*Page:*
66.      It is apparent from the case-law cited that, when analysing the functional elements of a shape, the competent authority is not required to restrict itself to information arising from the graphic representation but must, where necessary, also take account of other information essential for the application of Article 7(1)(e)(ii) of Regulation No 207/2009.

67.      As regards the scope of the Court’s review at the appeal stage, I wish to emphasise that identification of the essential characteristics of a sign and also the assessment of whether or not they are functional in nature certainly feature among the findings of fact which cannot be reviewed on appeal, with the exception of a plea alleging distortion of the facts or evidence. (32)

68.      However, establishing the criteria for assessing functionality and the extent of the information to be taken into account is a question of law reviewable on appeal. (33)

69.      In this case the General Court found, in paragraph 47 of the judgment under appeal, that the shape of the cube and the grid structure on each surface of the cube are the essential characteristics of the sign concerned. Those are findings which are not reviewable on appeal. Moreover, the appellant expressly stated that it does not challenge those findings.

70.      In paragraph 48 of the judgment under appeal, the General Court ruled that it was necessary to assess whether those characteristics perform the technical function of the goods concerned.

71.      Accordingly, in paragraph 49 of the judgment under appeal the General Court cited paragraph 28 of the contested decision, which is the subject of criticism by the appellant.

72.      Paragraph 28 of the contested decision cited states that the Board of Appeal of the Office made inter alia the following findings: ‘the grounds for invalidating a three-dimensional trade mark pursuant to Article 7(1)(e)(ii) [of Regulation No 207/2009] must be founded only on the examination of the representation of the mark as filed and not on any alleged or supposed invisible features’; the graphic representations of the contested mark ‘are not suggestive of any particular function, even when the goods, namely “three-dimensional puzzles” are taken into account’; and the cubic grid structure ‘does not give any indication whatsoever as to its function, or even if it has any structure’.

*What this task involves:*
Could you rewrite the trade mark passage, starting with "66.      It is apparent" and going on through "facts or evidence. (32)", with "responsible authority" in place of "competent authority"?

*Data provided:*
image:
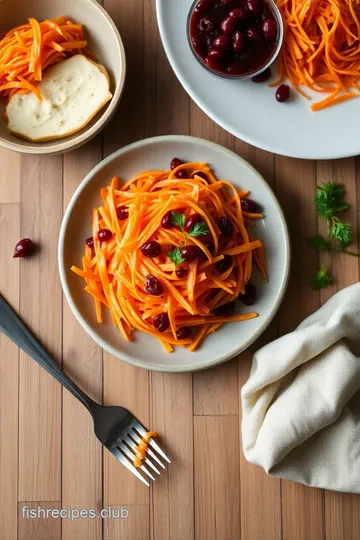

*Result:*
66.      It is apparent from the case-law cited that, when analysing the functional elements of a shape, the responsible authority is not required to restrict itself to information arising from the graphic representation but must, where necessary, also take account of other information essential for the application of Article 7(1)(e)(ii) of Regulation No 207/2009.

67.      As regards the scope of the Court’s review at the appeal stage, I wish to emphasise that identification of the essential characteristics of a sign and also the assessment of whether or not they are functional in nature certainly feature among the findings of fact which cannot be reviewed on appeal, with the exception of a plea alleging distortion of the facts or evidence. (32)